RECORDS

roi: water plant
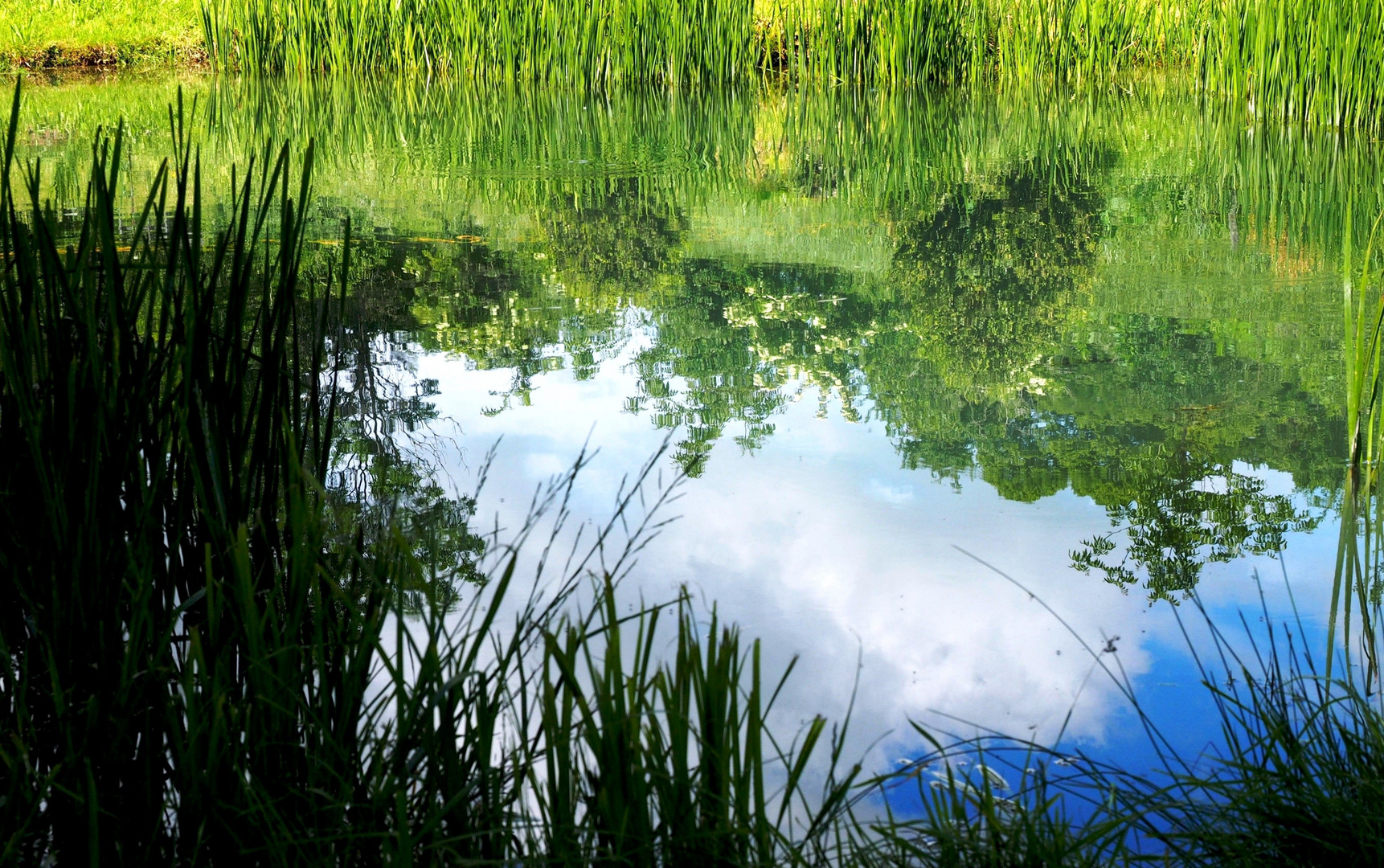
[0,80,854,866]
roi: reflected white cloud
[420,342,1334,768]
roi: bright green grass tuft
[0,0,205,69]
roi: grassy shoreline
[0,0,207,69]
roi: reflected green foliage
[1071,454,1319,600]
[18,80,1361,596]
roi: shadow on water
[13,72,1361,600]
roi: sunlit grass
[0,0,205,68]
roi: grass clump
[0,0,207,69]
[0,80,854,866]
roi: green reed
[203,0,1214,84]
[0,78,855,866]
[1200,0,1384,130]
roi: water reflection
[13,80,1361,753]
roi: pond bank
[0,0,207,69]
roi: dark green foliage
[0,80,854,866]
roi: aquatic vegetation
[0,80,855,866]
[192,0,1384,129]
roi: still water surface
[23,77,1380,780]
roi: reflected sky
[21,77,1361,767]
[416,336,1334,768]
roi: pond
[21,76,1380,786]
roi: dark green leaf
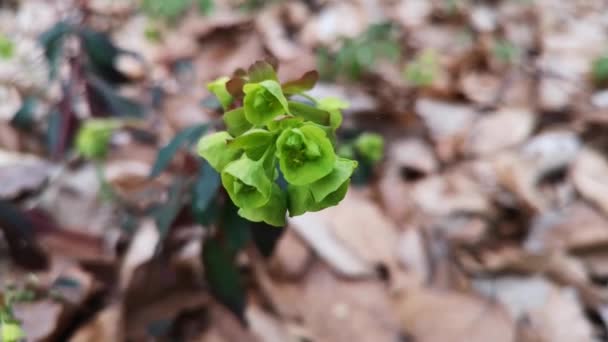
[250,222,285,257]
[282,70,319,94]
[247,61,278,83]
[197,0,215,15]
[224,107,253,137]
[150,124,208,178]
[38,21,72,78]
[79,28,129,83]
[288,101,330,126]
[11,96,38,130]
[87,77,145,118]
[154,177,186,241]
[192,161,222,225]
[202,238,246,320]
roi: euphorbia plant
[198,62,357,226]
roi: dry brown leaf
[13,299,65,341]
[465,108,535,156]
[276,263,399,342]
[289,212,374,277]
[70,304,124,342]
[524,203,608,253]
[416,98,477,161]
[395,288,515,342]
[270,229,313,279]
[412,172,490,215]
[572,149,608,213]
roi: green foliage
[197,62,357,227]
[317,23,401,80]
[75,119,120,159]
[591,53,608,85]
[404,50,440,87]
[493,40,522,64]
[141,0,192,21]
[353,133,384,164]
[0,33,15,59]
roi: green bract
[75,119,120,159]
[198,62,356,226]
[196,132,241,171]
[243,80,289,125]
[277,124,336,185]
[354,133,384,164]
[222,156,272,209]
[207,77,232,110]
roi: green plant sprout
[317,22,401,80]
[591,53,608,86]
[404,49,440,87]
[197,62,357,227]
[0,33,15,59]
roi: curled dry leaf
[395,288,515,342]
[415,98,477,160]
[465,108,535,156]
[572,149,608,213]
[289,212,373,278]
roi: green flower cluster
[198,62,357,227]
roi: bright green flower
[287,158,357,216]
[243,80,289,125]
[277,124,336,185]
[75,119,120,159]
[207,77,233,110]
[354,133,384,163]
[317,97,349,129]
[0,322,25,342]
[239,183,287,227]
[222,156,272,209]
[196,131,241,172]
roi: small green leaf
[75,119,120,159]
[79,28,129,84]
[287,179,350,216]
[197,0,215,15]
[196,131,241,172]
[154,177,186,241]
[239,184,287,227]
[288,101,331,126]
[247,61,278,83]
[11,96,38,130]
[191,161,222,224]
[243,80,289,125]
[202,238,246,319]
[277,124,336,185]
[38,21,72,78]
[149,124,208,178]
[317,97,350,130]
[354,133,384,164]
[222,156,272,209]
[310,158,357,202]
[224,107,253,137]
[207,77,233,110]
[0,33,15,59]
[0,322,25,342]
[282,70,319,94]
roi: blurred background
[0,0,608,342]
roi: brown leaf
[396,288,515,342]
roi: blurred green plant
[591,53,608,86]
[317,22,401,80]
[141,0,214,22]
[403,49,440,87]
[0,33,15,59]
[337,132,384,184]
[492,39,522,64]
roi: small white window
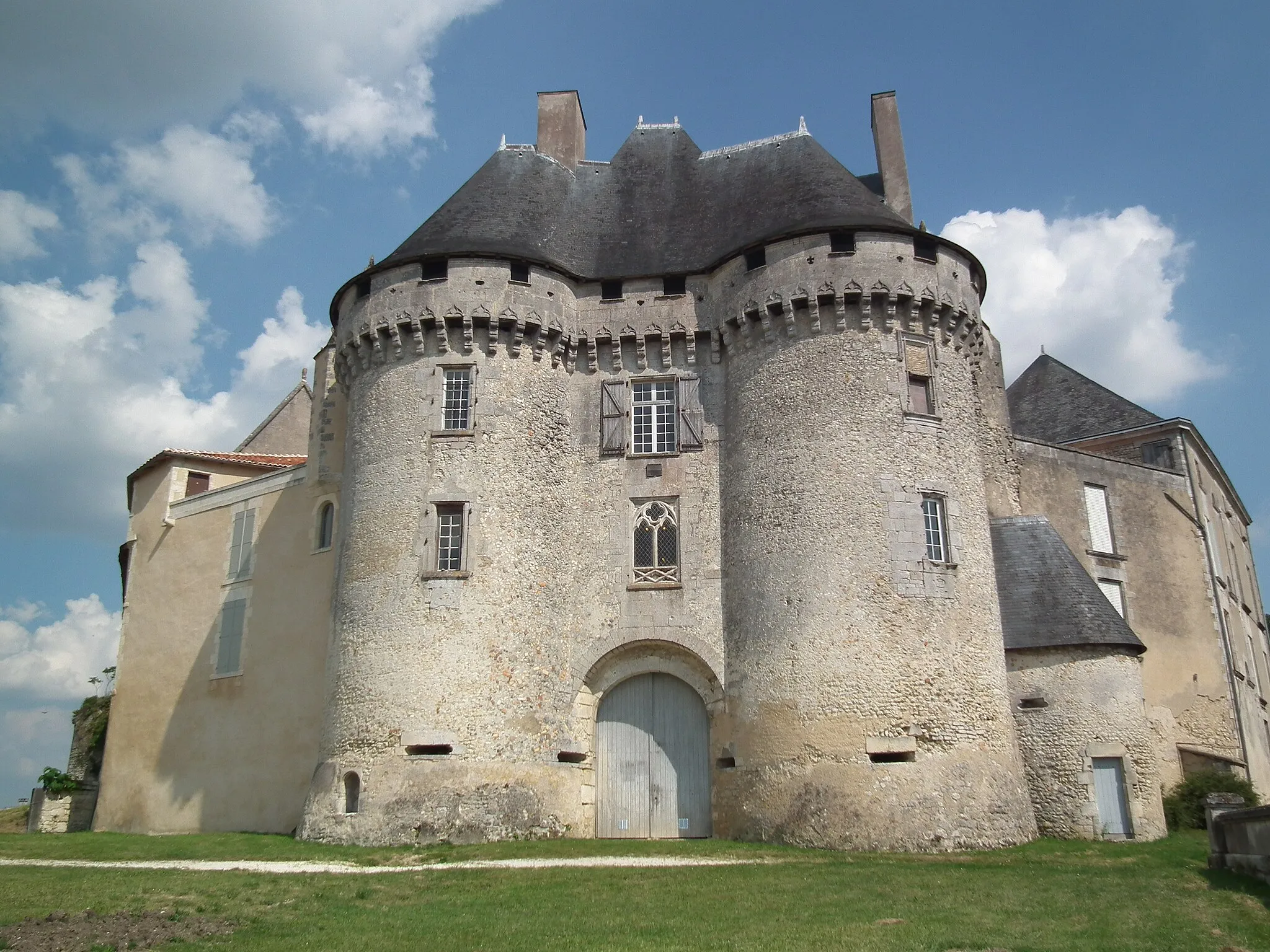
[631,379,678,454]
[437,503,464,573]
[634,503,680,583]
[318,503,335,550]
[1099,579,1124,618]
[229,509,255,581]
[1085,482,1115,552]
[922,496,951,562]
[441,367,473,430]
[216,598,246,674]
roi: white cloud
[0,594,121,700]
[0,0,492,155]
[0,190,58,262]
[56,126,278,254]
[943,207,1220,402]
[0,240,330,538]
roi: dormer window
[829,231,856,255]
[419,258,450,281]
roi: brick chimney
[538,89,584,169]
[874,90,913,224]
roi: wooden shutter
[600,379,628,453]
[680,376,706,451]
[230,513,246,579]
[1085,483,1115,552]
[216,598,246,674]
[904,343,935,377]
[238,509,255,579]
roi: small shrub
[1165,769,1260,830]
[39,767,79,796]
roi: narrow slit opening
[869,750,917,764]
[405,744,455,757]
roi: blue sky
[0,0,1270,802]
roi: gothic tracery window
[634,501,680,583]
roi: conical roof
[381,126,916,281]
[1006,354,1162,443]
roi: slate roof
[992,515,1147,654]
[1006,354,1162,443]
[368,125,968,298]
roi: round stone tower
[713,234,1035,849]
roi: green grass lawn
[0,832,1270,952]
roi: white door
[1093,757,1133,837]
[596,674,710,839]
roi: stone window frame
[899,333,944,421]
[309,494,339,555]
[626,496,683,591]
[419,496,474,579]
[432,359,480,439]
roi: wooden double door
[596,672,710,839]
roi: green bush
[39,767,79,796]
[1165,769,1260,830]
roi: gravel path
[0,855,762,876]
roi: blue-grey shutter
[216,598,246,674]
[229,513,245,579]
[680,374,706,451]
[600,379,626,453]
[238,509,255,579]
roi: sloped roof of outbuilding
[992,515,1147,654]
[1006,354,1162,443]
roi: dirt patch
[0,909,234,952]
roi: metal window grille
[437,505,464,573]
[442,367,473,430]
[922,496,949,562]
[635,503,680,581]
[631,379,678,453]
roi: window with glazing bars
[631,379,678,453]
[922,496,949,562]
[635,503,680,581]
[441,367,473,430]
[437,503,464,573]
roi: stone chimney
[538,89,584,170]
[874,90,913,224]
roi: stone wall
[1007,646,1167,839]
[301,235,1035,849]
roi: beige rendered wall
[1015,439,1243,790]
[95,464,334,832]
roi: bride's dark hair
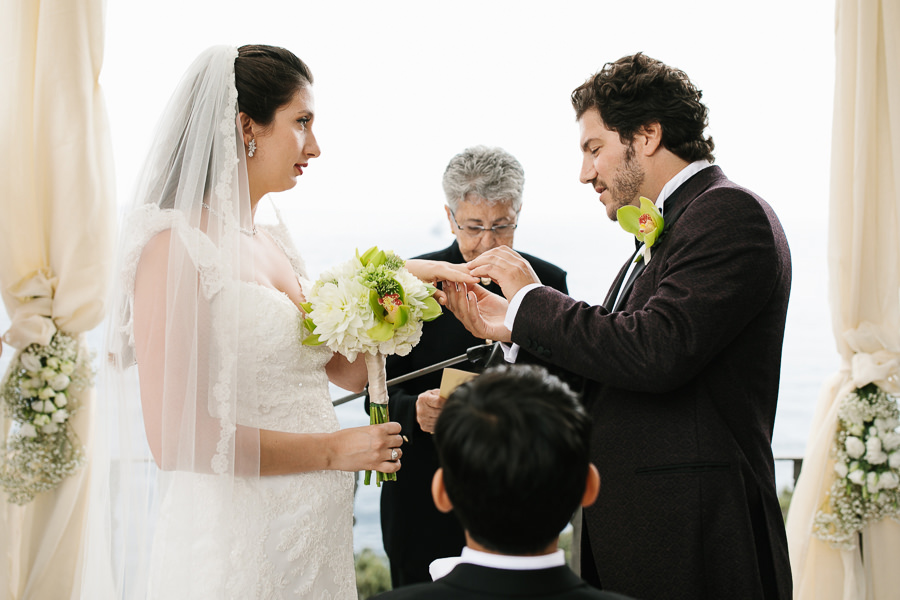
[234,44,313,125]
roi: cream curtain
[0,0,115,600]
[787,0,900,600]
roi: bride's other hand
[332,421,403,473]
[406,258,480,285]
[435,283,512,343]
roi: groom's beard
[607,142,645,221]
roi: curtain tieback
[3,267,58,350]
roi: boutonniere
[616,196,665,264]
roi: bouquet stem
[363,352,397,486]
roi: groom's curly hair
[434,366,591,555]
[572,52,715,162]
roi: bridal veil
[81,47,259,600]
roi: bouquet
[813,384,900,550]
[301,246,441,485]
[0,331,93,504]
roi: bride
[93,46,474,599]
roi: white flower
[888,452,900,469]
[865,437,887,465]
[866,471,878,494]
[881,431,900,450]
[19,352,44,373]
[878,471,900,490]
[844,435,866,460]
[47,373,72,392]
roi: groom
[443,53,791,600]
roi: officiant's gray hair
[444,146,525,213]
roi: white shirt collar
[428,546,566,580]
[656,160,712,217]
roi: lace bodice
[237,282,339,433]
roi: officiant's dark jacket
[512,167,791,600]
[365,241,568,587]
[377,564,628,600]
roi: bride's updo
[234,44,313,126]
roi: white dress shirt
[500,160,712,363]
[428,546,566,581]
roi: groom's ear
[431,469,453,513]
[634,121,662,156]
[581,463,600,506]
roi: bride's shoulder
[260,220,308,279]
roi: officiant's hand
[406,258,478,285]
[467,246,541,300]
[434,283,512,343]
[416,390,447,433]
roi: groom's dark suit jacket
[377,563,628,600]
[512,167,791,600]
[365,241,568,587]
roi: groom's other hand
[467,246,541,300]
[416,390,447,433]
[438,283,512,343]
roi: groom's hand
[435,282,512,343]
[467,246,541,300]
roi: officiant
[365,146,568,588]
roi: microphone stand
[332,342,503,406]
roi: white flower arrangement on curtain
[0,331,93,505]
[301,246,441,485]
[813,384,900,550]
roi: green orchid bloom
[616,196,665,262]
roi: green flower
[616,196,665,262]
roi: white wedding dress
[150,227,357,600]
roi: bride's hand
[406,258,481,284]
[334,421,403,473]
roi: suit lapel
[603,166,722,312]
[603,250,637,312]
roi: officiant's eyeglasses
[450,210,518,238]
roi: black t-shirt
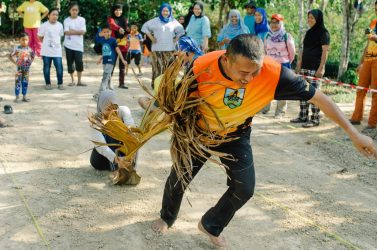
[301,32,330,70]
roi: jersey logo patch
[224,88,245,109]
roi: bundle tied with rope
[89,57,235,186]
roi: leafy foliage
[0,0,375,68]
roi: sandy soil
[0,39,377,250]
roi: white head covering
[97,89,119,113]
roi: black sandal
[4,104,13,115]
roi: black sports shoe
[289,117,308,123]
[302,121,319,128]
[349,119,361,125]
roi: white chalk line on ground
[0,161,51,250]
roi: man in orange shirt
[152,34,377,247]
[350,1,377,133]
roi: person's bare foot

EXERCISE DETAILS
Return the stretch of entries from the line containing "roi: gravel path" through the line containing "[237,282,339,433]", copied exactly and with both of those lines included. Omit the picture lines.

THE RESULT
roi: gravel path
[0,855,762,876]
roi: blue-grey shutter
[216,598,246,674]
[229,513,245,579]
[680,374,706,451]
[600,379,626,453]
[238,509,255,579]
roi: sloped roof of outbuilding
[992,515,1147,654]
[1006,354,1162,443]
roi: dirt patch
[0,909,234,952]
roi: metal window grille
[437,505,464,573]
[442,367,473,430]
[922,496,949,562]
[635,503,680,581]
[631,379,678,453]
roi: window with glazing bars
[631,379,678,453]
[922,496,949,562]
[635,503,680,581]
[441,367,473,430]
[437,503,464,573]
roi: stone chimney
[538,89,584,170]
[874,90,913,224]
roi: stone wall
[1007,646,1167,839]
[301,235,1035,849]
roi: beige rendered wall
[1015,439,1243,790]
[95,464,334,832]
roi: bride's dark hair
[234,44,313,125]
roi: cream curtain
[0,0,115,600]
[787,0,900,600]
roi: bride's other hand
[332,421,403,473]
[406,258,480,285]
[435,283,512,343]
roi: groom's beard
[607,142,645,221]
roi: curtain tieback
[3,267,58,350]
roi: boutonniere
[616,196,665,264]
roi: bouquet stem
[363,352,397,486]
roi: groom's curly hair
[434,366,591,555]
[572,52,715,162]
roi: bridal veil
[81,47,259,600]
roi: bouquet
[813,384,900,550]
[301,246,441,485]
[0,331,93,504]
roi: bride
[93,46,474,599]
roi: white flower
[888,452,900,469]
[865,437,887,465]
[866,471,878,494]
[881,431,900,450]
[19,352,44,373]
[878,471,900,490]
[844,435,866,460]
[47,373,72,392]
roi: groom
[443,53,791,600]
roi: officiant's gray hair
[444,146,525,213]
roi: white shirt collar
[428,546,566,580]
[656,160,712,217]
roi: lace bodice
[237,282,339,433]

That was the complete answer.